**Task directions**
Word for word, restate the lines from the one holding "Task: indicate one point on every instance of the sari" through the end of the data below, including both endpoints and nothing more.
** Records supplied follows **
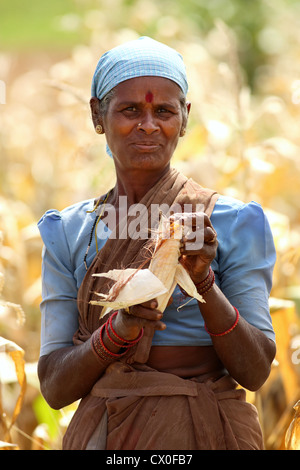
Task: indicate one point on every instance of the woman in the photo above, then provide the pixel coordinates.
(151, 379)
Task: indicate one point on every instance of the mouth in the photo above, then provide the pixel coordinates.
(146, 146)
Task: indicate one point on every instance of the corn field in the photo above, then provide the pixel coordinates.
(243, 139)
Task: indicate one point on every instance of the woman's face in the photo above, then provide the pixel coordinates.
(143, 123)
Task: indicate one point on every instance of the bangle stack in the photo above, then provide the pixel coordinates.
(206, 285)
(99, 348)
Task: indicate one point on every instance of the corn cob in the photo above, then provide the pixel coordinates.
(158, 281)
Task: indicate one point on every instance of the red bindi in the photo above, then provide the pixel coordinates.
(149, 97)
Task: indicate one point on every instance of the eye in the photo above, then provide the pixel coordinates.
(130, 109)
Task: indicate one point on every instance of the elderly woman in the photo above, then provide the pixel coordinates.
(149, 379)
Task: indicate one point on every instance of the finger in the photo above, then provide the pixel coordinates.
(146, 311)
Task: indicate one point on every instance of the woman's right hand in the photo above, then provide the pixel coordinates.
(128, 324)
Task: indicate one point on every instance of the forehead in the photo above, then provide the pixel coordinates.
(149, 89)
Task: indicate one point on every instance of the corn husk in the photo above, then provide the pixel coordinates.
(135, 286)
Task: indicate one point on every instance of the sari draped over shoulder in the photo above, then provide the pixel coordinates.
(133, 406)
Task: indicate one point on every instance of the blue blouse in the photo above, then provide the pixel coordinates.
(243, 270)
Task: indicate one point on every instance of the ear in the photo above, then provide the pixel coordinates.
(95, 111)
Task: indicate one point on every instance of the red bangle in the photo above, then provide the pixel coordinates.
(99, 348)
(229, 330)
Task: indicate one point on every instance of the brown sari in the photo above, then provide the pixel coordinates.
** End of Records supplied **
**Exercise response**
Task: indicate one point on every instance of the sari draped over shoulder in the photo above, then provide the pixel coordinates.
(133, 406)
Task: indicate one point on every instance of the blue blouse in the photo above, then provide the pixel coordinates.
(243, 270)
Task: indicate one point on every instance of the ear in the photo above, then provide the pixel coordinates.
(95, 111)
Task: indicate one point on every instance of the red bangle in the photo above, then provide the pixel coordinates.
(99, 348)
(229, 330)
Task: indicate one point on every instance of the brown sari in the photo above, then provide the pixel coordinates.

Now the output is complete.